## CONSEGNA 1:
Per ciascuna affermazione indica se concorda con il brano sul cittadino del sapere, rispondendo sì o no e citando le parole decisive: (a) il cittadino deve conformarsi; (b) la scienza ha bisogno di ipotesi per nutrirsi; (c) è innanzi tutto la scuola a doversi aprire all'ambiente.
## CONSEGNA 2:
Quale fine della cittadinanza indica il brano sul cittadino del sapere?
## CONSEGNA 3:
Riassumi in due frasi il brano sul cittadino del sapere.

## TESTO DATO:
☆ ☆ ☆ ☆ ☆ ☆ ☆

Il cittadino, al contrario, deve partecipare attivamente del sapere e dunque apprendere, non può e non deve conformarsi, è obbligato a divergere perché diversamente non si formulerebbero le ipotesi di cui la scienza necessita per nutrirsi e finirebbe per perire,  negherebbe il fine stesso della sua cittadinanza che è l’ apprendimento continuo e rinnovato.

E allora in questo gioco di parole e di rovesciamenti, viene a ribaltarsi un altro luogo comune, quello che dice: la scuola deve aprirsi all’ambiente.

Ma se  si è cittadini del sapere è evidente che non è più così, perché è innanzi tutto l’ambiente a doversi aprire alla scuola, a coniugarsi con la scuola, anzi è l’ambiente stesso che sempre più si costruisce come scuola, come aula di apprendimento, come abbiamo detto tante volte. Ma qui voglio dire qualcosa di più.

☆ ☆ ☆ ☆ ☆ ☆ ☆

Estratti da dati di annotazione a punti
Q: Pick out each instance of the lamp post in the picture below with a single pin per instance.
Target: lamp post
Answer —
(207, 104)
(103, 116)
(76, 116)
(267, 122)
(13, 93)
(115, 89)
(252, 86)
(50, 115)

☆ ☆ ☆ ☆ ☆ ☆ ☆

## RISPOSTA 1:
(a) No: "non può e non deve conformarsi".
(b) Sì: "le ipotesi di cui la scienza necessita per nutrirsi".
(c) No: "è innanzi tutto l’ambiente a doversi aprire alla scuola".

## RISPOSTA 2:
L’apprendimento continuo e rinnovato.

## RISPOSTA 3:
Il cittadino deve apprendere attivamente e divergere invece di conformarsi, perché altrimenti mancherebbero le ipotesi di cui la scienza ha bisogno e verrebbe negato il fine della sua cittadinanza, l'apprendimento continuo e rinnovato. Si ribalta così il luogo comune secondo cui la scuola deve aprirsi all'ambiente: è innanzi tutto l'ambiente a doversi aprire alla scuola, e sempre più si costruisce esso stesso come aula di apprendimento.